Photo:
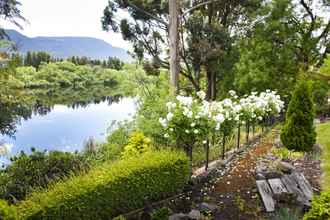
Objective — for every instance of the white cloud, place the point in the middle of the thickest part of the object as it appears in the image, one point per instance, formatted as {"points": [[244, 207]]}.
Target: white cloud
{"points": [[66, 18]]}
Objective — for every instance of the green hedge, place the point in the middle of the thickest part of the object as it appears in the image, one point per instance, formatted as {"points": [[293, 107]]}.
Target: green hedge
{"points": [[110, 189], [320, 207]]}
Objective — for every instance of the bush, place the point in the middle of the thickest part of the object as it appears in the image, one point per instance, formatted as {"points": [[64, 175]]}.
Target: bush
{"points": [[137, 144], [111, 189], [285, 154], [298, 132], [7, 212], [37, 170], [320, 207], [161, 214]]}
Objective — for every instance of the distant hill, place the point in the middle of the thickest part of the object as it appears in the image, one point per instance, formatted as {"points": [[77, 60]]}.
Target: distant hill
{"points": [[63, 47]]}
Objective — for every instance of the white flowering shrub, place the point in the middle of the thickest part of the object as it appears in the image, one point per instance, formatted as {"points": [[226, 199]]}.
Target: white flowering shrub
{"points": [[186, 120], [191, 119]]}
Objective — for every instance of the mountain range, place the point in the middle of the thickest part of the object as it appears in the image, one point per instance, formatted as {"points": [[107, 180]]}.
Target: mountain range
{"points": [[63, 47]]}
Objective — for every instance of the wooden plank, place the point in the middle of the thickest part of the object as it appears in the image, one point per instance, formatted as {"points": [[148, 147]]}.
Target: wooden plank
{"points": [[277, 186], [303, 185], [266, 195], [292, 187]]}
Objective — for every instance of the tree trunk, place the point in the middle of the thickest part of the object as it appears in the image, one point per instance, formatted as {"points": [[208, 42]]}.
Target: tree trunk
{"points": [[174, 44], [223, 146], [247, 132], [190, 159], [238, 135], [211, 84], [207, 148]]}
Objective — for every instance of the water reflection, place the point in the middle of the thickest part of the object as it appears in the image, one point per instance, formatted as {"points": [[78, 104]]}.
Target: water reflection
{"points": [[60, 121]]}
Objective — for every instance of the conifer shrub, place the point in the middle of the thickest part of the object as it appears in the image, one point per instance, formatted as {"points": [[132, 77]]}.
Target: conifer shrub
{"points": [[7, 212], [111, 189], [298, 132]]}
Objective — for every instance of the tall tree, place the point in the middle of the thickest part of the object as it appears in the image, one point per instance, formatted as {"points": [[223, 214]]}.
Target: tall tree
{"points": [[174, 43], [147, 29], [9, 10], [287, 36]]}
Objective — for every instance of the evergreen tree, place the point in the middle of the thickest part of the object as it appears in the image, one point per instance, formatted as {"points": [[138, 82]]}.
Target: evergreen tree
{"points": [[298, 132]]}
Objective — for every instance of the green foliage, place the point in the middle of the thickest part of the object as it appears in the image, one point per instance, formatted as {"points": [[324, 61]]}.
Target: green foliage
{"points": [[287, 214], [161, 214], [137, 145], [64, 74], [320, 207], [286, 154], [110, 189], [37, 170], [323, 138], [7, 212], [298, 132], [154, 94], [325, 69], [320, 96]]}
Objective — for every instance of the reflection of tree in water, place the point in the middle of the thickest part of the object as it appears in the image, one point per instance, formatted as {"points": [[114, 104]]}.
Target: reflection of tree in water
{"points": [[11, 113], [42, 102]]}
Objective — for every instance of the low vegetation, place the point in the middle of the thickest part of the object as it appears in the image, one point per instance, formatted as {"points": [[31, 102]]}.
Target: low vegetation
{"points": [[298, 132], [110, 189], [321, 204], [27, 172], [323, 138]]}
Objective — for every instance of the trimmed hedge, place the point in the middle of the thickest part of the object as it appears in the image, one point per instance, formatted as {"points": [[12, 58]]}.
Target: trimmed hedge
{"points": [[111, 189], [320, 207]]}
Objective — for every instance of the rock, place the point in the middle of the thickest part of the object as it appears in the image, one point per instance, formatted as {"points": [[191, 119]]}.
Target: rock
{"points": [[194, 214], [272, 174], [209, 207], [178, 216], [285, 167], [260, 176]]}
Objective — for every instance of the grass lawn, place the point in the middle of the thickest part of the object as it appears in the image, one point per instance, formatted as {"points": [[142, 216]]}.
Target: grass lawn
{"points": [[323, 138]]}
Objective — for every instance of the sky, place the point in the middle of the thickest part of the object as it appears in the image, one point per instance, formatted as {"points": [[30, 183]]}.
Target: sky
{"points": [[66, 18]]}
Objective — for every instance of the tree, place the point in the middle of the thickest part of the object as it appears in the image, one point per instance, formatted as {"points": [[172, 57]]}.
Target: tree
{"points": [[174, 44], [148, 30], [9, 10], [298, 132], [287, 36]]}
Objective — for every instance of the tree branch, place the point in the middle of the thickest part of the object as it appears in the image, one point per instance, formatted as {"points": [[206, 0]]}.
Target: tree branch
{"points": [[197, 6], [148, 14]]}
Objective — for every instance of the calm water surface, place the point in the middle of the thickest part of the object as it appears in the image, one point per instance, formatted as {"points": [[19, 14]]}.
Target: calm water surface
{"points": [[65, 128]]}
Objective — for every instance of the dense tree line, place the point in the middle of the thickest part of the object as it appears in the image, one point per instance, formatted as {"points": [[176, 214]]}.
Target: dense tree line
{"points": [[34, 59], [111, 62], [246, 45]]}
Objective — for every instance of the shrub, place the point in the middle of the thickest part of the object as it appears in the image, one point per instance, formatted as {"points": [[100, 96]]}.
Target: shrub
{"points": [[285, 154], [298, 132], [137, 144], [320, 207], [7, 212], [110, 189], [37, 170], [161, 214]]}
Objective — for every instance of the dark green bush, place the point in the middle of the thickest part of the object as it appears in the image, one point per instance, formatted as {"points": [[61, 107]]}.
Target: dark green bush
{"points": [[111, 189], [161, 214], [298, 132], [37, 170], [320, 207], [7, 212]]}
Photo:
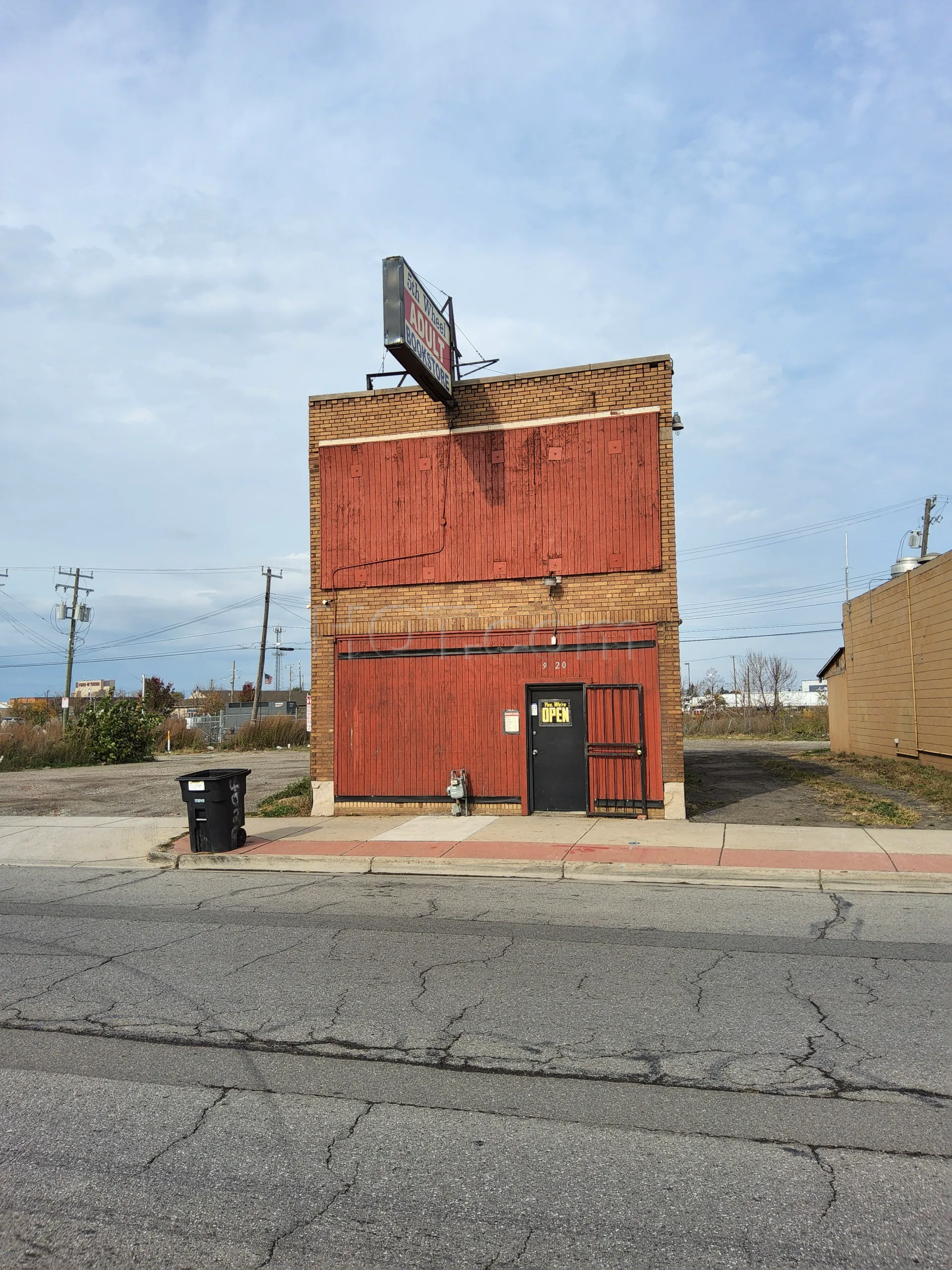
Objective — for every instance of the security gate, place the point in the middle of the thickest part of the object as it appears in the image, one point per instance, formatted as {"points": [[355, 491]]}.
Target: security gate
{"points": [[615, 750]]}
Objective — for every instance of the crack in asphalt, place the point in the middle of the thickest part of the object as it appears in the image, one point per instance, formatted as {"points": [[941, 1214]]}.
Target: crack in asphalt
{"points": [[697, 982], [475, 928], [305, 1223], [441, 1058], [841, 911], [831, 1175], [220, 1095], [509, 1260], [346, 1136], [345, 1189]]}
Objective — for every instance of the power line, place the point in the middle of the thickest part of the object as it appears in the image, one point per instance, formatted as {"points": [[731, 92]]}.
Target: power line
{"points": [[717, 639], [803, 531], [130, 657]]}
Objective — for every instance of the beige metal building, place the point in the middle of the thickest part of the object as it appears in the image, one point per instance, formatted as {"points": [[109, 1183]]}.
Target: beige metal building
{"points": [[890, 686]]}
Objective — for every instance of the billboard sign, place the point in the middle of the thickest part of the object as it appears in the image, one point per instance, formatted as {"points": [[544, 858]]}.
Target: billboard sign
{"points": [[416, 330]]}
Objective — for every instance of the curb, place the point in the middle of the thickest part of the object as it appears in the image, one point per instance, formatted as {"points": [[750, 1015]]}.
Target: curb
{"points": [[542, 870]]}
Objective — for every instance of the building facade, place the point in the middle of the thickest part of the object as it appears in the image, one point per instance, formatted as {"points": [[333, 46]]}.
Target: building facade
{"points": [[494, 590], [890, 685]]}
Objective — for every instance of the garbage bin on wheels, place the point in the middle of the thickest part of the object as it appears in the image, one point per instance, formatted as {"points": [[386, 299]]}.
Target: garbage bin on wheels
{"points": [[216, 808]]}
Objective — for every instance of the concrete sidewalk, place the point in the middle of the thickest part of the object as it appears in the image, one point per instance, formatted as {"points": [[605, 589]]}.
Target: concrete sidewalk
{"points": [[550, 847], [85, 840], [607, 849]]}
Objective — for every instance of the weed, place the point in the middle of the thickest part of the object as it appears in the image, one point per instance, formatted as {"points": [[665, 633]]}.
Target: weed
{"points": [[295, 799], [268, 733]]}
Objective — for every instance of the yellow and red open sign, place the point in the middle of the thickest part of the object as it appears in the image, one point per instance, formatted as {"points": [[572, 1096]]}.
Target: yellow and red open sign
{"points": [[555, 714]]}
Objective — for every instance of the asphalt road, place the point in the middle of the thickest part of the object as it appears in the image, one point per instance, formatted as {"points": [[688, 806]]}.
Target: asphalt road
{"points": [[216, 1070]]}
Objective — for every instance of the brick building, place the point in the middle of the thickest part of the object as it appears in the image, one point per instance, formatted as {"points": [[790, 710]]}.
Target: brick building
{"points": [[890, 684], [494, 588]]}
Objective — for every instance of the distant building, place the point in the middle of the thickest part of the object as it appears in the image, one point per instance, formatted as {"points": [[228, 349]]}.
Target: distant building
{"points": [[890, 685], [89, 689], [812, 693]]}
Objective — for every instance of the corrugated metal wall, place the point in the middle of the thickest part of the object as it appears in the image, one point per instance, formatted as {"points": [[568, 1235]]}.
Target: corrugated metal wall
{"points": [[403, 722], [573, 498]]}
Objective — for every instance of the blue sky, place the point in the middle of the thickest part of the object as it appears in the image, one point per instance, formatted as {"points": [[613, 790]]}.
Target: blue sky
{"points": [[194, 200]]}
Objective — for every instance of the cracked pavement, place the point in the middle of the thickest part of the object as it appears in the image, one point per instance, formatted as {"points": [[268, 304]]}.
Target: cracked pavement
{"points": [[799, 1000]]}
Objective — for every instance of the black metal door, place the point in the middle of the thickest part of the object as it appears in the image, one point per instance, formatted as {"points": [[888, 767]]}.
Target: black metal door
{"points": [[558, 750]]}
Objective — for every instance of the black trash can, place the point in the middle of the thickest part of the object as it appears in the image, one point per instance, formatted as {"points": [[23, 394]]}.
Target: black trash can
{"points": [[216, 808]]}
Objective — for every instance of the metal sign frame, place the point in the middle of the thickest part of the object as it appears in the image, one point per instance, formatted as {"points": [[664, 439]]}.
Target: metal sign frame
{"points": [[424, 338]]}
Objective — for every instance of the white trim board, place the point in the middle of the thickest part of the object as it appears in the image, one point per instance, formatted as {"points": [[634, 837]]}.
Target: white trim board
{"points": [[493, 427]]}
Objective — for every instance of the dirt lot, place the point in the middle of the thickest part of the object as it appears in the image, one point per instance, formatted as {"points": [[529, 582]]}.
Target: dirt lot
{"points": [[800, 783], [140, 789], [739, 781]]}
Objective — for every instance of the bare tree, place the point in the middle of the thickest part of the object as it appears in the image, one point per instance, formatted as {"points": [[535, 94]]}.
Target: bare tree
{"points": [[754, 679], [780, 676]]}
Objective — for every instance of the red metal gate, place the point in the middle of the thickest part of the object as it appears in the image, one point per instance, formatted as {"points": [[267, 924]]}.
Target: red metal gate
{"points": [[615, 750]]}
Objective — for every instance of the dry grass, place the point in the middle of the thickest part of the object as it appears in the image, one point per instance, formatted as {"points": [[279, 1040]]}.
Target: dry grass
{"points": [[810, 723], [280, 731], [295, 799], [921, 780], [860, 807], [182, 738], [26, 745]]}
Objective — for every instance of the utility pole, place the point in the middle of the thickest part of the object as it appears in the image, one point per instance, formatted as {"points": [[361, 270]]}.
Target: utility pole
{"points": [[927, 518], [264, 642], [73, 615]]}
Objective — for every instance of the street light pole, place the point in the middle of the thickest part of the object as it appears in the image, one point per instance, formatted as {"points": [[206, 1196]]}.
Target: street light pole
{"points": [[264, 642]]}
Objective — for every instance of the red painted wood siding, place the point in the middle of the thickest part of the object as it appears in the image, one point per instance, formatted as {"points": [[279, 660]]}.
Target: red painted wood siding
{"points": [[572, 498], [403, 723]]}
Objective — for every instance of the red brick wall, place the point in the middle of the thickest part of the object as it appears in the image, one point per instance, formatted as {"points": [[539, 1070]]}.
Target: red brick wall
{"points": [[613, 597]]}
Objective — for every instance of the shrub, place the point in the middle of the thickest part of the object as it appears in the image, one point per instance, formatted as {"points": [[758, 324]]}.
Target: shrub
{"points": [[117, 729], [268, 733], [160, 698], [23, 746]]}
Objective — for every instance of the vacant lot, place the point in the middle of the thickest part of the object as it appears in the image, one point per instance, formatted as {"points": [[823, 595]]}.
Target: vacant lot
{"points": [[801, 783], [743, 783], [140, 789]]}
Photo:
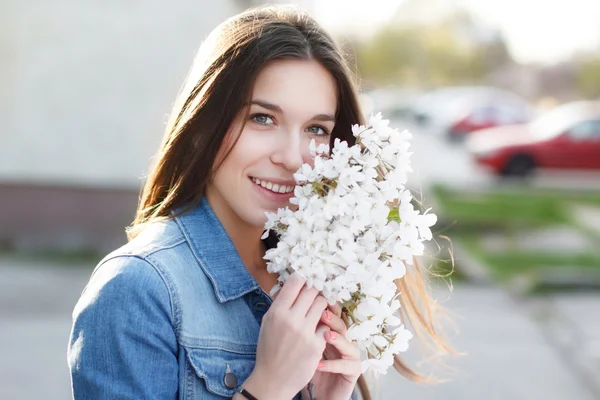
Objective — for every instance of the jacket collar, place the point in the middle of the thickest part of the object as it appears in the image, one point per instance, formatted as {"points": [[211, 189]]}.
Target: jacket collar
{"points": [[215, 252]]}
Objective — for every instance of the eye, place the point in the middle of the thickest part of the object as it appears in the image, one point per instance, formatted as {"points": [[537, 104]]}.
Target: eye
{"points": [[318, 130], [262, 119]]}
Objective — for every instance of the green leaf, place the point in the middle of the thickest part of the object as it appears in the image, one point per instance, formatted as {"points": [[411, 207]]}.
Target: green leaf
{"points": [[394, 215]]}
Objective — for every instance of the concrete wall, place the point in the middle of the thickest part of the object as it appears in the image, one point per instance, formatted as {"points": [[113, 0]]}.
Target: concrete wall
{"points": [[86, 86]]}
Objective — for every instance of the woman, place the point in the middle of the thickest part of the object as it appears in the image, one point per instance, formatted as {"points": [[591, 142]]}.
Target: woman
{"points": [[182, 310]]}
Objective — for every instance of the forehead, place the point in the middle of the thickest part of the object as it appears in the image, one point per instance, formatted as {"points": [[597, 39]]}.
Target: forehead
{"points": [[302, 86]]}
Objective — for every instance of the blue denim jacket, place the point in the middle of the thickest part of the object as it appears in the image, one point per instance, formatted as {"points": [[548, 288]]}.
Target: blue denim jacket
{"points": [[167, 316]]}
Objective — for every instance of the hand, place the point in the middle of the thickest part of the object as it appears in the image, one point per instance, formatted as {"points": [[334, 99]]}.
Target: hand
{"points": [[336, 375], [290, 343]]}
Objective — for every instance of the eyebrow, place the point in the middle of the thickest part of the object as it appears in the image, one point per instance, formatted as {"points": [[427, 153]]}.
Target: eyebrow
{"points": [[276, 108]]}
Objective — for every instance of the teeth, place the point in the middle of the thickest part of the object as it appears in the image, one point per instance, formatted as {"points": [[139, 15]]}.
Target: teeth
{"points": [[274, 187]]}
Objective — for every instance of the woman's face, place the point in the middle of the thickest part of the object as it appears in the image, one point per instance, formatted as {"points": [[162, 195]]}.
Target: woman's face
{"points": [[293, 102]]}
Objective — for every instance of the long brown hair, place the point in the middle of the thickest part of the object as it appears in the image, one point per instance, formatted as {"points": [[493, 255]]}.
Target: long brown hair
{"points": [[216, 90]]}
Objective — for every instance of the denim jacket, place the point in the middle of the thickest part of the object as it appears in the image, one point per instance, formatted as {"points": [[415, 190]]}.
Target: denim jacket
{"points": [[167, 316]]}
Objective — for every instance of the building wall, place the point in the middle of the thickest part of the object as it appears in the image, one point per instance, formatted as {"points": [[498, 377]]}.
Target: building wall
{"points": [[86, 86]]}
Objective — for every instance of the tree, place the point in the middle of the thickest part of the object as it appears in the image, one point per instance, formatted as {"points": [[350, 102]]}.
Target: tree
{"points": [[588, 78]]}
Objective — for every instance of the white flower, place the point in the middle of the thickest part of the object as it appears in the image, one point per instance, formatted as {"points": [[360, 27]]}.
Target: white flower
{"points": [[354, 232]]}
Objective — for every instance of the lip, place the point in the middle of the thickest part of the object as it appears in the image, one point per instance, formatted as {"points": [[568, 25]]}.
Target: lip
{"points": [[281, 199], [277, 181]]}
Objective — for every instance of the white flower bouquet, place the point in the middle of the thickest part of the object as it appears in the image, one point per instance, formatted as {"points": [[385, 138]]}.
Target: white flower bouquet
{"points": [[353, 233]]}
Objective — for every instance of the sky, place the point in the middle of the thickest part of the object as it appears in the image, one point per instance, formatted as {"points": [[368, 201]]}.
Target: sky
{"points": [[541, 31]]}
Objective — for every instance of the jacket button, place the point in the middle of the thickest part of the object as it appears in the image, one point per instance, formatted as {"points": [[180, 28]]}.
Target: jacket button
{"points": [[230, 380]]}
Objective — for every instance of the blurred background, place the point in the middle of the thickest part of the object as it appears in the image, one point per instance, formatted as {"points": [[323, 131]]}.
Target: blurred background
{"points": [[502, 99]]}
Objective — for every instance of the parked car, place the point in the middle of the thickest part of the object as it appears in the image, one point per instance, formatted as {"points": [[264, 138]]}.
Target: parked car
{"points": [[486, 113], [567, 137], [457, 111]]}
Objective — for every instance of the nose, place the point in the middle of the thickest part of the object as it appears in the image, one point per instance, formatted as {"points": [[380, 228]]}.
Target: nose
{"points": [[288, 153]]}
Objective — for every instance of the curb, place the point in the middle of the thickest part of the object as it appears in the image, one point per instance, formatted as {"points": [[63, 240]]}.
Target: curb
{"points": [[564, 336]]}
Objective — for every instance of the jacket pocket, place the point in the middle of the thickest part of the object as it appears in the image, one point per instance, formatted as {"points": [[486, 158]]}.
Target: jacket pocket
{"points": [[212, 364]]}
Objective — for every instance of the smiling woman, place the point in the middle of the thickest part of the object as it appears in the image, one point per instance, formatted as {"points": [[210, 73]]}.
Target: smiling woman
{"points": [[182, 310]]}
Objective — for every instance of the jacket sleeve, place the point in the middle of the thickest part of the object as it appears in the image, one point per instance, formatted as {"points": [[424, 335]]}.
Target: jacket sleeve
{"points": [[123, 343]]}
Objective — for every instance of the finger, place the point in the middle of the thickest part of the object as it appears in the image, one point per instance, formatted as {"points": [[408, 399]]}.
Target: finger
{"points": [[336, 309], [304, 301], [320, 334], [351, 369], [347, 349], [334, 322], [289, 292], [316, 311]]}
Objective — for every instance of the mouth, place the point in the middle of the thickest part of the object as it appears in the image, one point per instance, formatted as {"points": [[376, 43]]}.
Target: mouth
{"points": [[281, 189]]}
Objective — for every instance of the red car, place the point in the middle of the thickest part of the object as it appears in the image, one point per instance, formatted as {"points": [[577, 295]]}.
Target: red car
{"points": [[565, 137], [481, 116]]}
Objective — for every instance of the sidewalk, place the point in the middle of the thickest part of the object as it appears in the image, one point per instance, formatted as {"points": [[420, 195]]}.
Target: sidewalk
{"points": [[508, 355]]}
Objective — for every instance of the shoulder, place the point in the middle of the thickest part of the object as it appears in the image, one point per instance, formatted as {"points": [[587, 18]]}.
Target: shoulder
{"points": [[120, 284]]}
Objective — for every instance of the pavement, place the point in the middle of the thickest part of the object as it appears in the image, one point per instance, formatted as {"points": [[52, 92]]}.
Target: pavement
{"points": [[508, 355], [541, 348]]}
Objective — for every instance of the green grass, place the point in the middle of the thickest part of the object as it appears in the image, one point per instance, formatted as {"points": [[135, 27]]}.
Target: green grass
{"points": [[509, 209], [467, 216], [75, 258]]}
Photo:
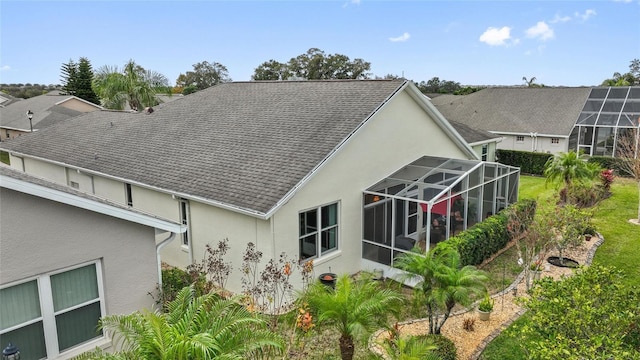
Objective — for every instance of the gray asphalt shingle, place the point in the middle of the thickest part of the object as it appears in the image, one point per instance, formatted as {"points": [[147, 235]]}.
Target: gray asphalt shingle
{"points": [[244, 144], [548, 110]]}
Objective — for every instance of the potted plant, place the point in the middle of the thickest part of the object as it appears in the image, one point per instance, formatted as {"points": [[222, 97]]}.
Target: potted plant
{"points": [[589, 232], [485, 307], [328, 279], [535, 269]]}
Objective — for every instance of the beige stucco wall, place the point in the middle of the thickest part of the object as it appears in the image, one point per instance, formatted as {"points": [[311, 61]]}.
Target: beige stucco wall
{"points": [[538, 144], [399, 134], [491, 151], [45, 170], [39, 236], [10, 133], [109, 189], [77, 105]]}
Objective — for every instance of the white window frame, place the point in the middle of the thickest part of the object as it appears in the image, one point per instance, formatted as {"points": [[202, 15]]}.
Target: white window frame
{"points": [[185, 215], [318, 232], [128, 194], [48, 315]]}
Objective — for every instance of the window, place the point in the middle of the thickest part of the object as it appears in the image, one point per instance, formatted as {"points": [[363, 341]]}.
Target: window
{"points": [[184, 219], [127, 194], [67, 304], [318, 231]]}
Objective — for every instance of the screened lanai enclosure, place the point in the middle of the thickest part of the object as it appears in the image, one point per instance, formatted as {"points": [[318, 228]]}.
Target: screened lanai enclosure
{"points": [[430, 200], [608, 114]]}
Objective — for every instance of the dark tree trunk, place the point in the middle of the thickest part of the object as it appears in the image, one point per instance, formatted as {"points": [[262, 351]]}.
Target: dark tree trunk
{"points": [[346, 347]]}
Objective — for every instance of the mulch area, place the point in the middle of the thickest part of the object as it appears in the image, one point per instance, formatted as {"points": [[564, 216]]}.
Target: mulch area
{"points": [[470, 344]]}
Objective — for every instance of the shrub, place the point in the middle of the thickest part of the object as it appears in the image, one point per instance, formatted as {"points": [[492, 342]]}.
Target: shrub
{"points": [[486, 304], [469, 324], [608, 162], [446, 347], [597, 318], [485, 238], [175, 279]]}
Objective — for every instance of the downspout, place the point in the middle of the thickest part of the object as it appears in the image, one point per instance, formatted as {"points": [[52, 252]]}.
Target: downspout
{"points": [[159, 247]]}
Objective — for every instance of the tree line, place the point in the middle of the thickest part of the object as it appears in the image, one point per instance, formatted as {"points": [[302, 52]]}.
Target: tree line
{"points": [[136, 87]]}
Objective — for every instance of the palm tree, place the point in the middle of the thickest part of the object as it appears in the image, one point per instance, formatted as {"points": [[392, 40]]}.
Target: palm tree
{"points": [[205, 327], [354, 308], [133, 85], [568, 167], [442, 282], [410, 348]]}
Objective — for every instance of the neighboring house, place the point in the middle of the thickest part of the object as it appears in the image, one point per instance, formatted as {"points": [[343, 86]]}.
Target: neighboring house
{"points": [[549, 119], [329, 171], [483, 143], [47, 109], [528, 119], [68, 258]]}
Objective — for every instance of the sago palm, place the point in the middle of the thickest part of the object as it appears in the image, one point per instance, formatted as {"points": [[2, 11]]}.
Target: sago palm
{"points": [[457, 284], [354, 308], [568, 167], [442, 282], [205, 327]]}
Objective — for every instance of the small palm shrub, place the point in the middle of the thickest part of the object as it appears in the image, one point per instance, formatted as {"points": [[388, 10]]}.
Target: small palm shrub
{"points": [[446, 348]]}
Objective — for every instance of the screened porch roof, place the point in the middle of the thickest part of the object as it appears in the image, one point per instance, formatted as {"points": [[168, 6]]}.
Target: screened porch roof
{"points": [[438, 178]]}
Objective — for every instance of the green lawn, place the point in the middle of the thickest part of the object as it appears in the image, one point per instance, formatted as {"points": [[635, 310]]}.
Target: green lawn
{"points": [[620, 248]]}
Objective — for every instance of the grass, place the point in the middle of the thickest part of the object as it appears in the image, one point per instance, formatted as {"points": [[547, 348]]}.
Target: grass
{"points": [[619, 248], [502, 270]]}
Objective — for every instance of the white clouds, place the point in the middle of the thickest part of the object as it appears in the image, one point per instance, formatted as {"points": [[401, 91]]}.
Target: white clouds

> YOUR OBJECTIVE:
From the line holding "Objective — for every instance of the neighboring" through the last line above, reproduce each line exactly and add nothing.

> SOLUTION BELOW:
Objective — for every instance of the neighboring house, place the point in the middle of the thickest part of the object as it appears in the image, one point per instance, formatted as {"points": [[343, 86]]}.
Target: neighboring house
{"points": [[549, 119], [329, 171], [483, 143], [47, 109], [528, 119], [68, 258]]}
Objective — for every instance of the sago palm, place the point in the middle of the thickest part of the object as it appears in the image, one point per instance, formatted as {"points": [[2, 11]]}.
Target: sago palm
{"points": [[457, 284], [354, 308], [568, 167], [442, 282], [205, 327]]}
Objective — for every instance of the small palm shrub, place the point in the middle of the thickest part of the object as it appears in the image, one point per instance, formatted as {"points": [[388, 10]]}.
Target: small palm shrub
{"points": [[446, 348]]}
Objective — for every instance of the screened porch roof, place the point in the middle of the thickest part of the object as it appears in the image, one point per instance, formatted as {"points": [[168, 6]]}.
Target: screened porch roof
{"points": [[438, 178]]}
Objective — for every instance of the green lawn, place the point in the middle of the thickest part of the object as it appears in the image, one point per instance, formatted as {"points": [[635, 310]]}.
Target: green lawn
{"points": [[620, 248]]}
Objective — for every instance of the grass, place the point in the middle of the thickest part of the object as it appears in the image, one point per instance, formatted as {"points": [[547, 348]]}.
Target: grass
{"points": [[619, 248], [502, 270]]}
Objective — for every instance of the white clouds, place the point in the middle of the thickest part of the object as it appears in the image, one point per instance, formatted as {"points": [[401, 91]]}.
Target: white clouds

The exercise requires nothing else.